**** Text section

I’m fitting a mixture model in Stan to strictly positive data. Each component distribution has a mean that can be expressed by some summation of a and b. (a and b are two “factor” parameters shared across groups.) The mixing proportions are denoted as weights, w.
I have included the density plots for a, b, and w. They seem oddly shaped to me, and I was wondering if I should be worried.
My concerns: The density plot for b exhibits several bumps. Intuitively, as it is a factor of the mean of a distribution, I would have expected it to follow a relatively bell‐shaped curve, maybe with a right skew due to the restriction to positive values. The weights w2 and w3 have wide intervals. Is this an indicator that the parameter is not identifiable or weakly identifiable from the data?
What have I done so far?
I enforced an ordering constraint on the component means to prevent label‐switching.

********
**** Dataset entries

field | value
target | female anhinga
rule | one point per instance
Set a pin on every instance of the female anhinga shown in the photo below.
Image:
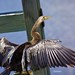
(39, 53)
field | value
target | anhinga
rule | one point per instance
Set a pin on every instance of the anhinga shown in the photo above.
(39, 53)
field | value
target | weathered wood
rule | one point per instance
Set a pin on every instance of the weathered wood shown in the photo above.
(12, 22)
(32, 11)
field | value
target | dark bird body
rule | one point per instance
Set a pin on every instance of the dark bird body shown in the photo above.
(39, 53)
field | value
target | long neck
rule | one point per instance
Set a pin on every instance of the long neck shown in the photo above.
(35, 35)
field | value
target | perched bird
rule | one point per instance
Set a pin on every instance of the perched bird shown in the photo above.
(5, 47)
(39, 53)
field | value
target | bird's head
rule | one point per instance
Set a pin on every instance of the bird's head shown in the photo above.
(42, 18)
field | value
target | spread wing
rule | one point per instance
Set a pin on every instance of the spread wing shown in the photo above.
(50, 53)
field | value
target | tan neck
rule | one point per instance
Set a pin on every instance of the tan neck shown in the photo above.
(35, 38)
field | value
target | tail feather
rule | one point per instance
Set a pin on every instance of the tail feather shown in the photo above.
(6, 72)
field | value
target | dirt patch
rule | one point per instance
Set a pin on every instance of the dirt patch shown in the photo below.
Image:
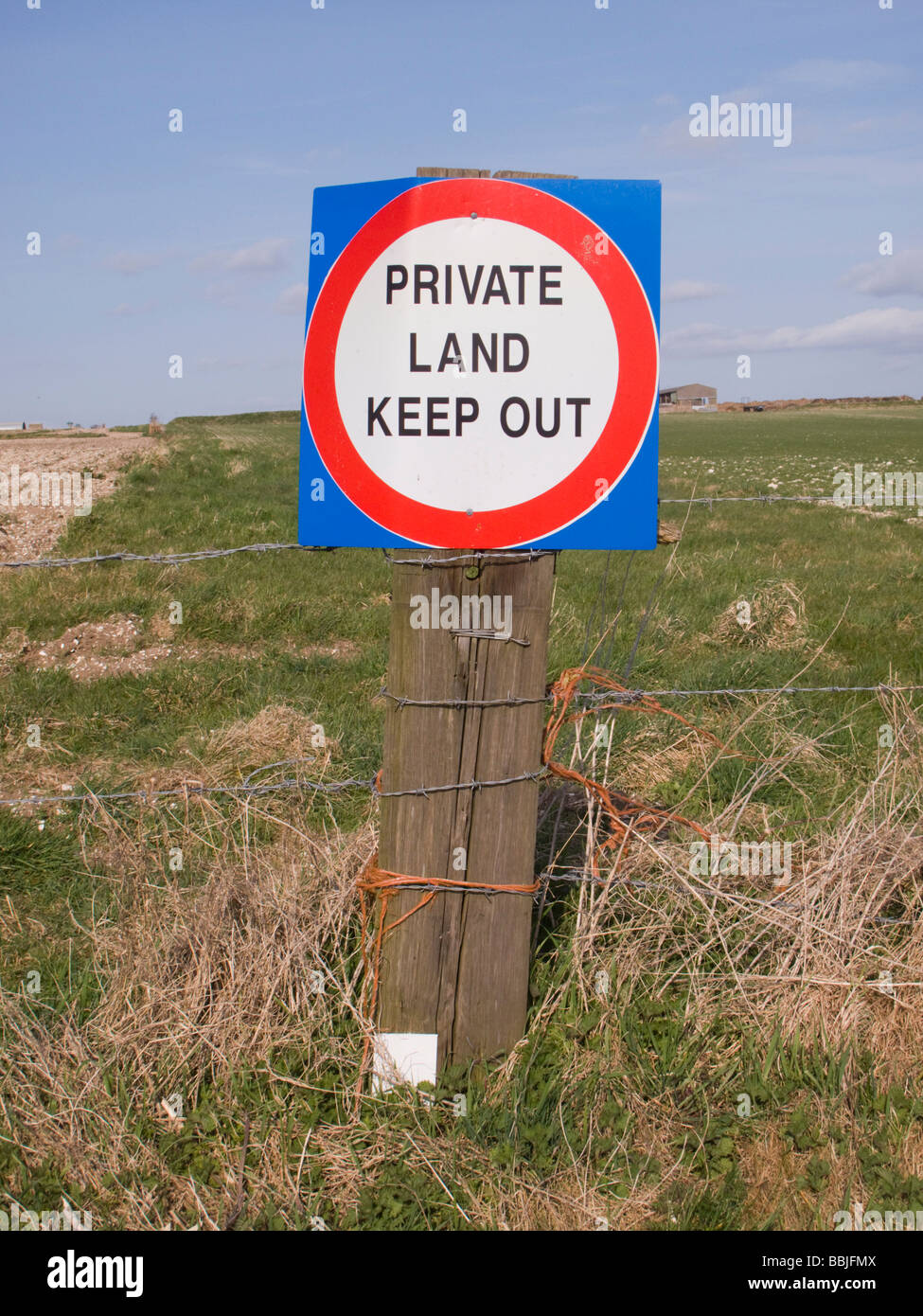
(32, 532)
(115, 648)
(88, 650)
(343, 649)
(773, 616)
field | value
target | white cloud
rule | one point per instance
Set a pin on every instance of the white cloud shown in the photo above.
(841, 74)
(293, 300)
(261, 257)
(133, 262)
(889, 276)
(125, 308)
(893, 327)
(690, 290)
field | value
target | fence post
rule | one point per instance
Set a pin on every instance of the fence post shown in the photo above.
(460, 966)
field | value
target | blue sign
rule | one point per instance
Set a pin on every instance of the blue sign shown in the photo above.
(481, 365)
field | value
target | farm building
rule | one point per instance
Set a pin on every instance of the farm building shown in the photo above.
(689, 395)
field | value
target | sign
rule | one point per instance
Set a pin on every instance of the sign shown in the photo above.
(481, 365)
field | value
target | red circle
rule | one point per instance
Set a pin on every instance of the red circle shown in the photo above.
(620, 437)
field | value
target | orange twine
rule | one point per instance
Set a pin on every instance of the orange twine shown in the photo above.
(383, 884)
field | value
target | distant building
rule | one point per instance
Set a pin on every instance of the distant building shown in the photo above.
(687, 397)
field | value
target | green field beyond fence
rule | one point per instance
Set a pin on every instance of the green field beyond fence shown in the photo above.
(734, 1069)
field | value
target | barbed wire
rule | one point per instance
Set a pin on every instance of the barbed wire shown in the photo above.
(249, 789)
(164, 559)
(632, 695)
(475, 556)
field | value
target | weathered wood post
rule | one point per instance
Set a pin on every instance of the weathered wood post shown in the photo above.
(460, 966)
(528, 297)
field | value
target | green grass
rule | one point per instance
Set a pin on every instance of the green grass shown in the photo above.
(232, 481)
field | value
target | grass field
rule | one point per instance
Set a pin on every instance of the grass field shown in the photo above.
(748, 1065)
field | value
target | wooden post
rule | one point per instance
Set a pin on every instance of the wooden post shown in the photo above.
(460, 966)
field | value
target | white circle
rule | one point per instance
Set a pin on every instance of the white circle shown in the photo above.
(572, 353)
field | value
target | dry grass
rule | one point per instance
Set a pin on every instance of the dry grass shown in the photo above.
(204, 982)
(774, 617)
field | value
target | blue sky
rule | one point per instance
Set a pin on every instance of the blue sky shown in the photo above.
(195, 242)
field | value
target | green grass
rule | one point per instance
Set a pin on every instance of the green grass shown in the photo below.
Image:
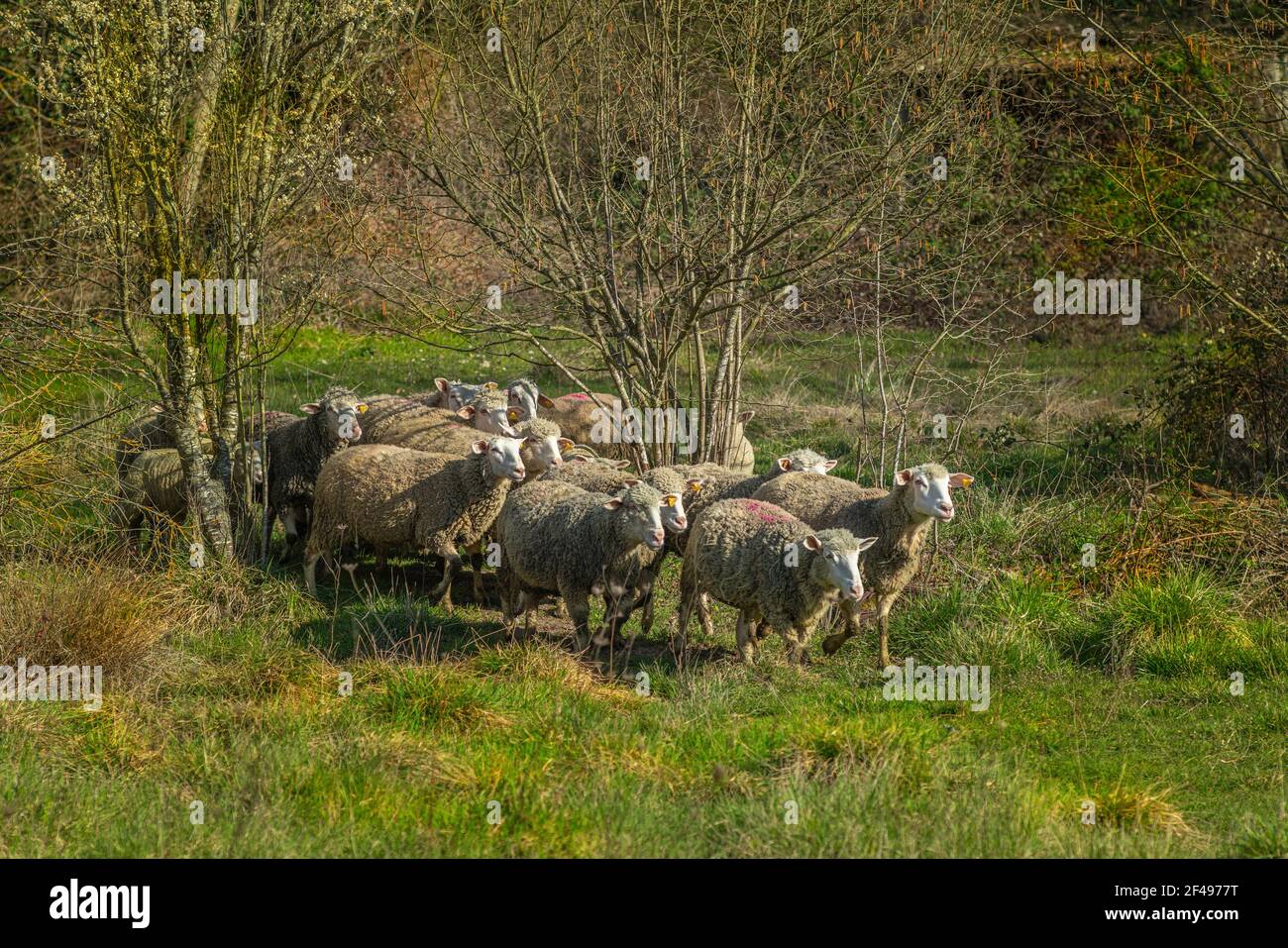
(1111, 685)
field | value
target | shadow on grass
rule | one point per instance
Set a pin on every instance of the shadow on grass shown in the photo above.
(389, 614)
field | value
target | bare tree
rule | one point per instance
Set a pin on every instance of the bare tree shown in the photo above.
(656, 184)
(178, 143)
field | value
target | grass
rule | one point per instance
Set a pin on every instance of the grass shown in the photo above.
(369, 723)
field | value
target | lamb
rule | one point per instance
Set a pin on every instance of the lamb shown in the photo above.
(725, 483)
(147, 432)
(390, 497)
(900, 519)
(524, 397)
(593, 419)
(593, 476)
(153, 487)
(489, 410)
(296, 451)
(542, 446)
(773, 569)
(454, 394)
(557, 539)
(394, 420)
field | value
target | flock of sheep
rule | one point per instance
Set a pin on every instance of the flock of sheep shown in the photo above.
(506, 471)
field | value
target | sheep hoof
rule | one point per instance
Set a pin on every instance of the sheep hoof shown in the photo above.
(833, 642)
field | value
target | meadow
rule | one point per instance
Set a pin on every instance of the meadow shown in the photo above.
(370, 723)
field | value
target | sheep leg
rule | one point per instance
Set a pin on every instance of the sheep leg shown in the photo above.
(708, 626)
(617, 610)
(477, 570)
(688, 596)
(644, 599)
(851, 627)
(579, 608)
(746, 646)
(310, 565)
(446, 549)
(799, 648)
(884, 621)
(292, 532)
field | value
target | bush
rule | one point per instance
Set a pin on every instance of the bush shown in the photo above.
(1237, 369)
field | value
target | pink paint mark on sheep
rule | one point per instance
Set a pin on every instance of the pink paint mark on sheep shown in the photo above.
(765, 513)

********

**Requirements:**
Answer these questions from the post on the Stan mixture model, one line each:
1. What notation marks the mixing proportions?
2. What feature of the density plot for b does the post describe?
3. What constraint was placed on the component means, and for what purpose?
Rely on the text alone and nothing else.

**Output of the exercise:**
1. They are written as weights, w.
2. It has several bumps.
3. An ordering constraint, applied to prevent label-switching.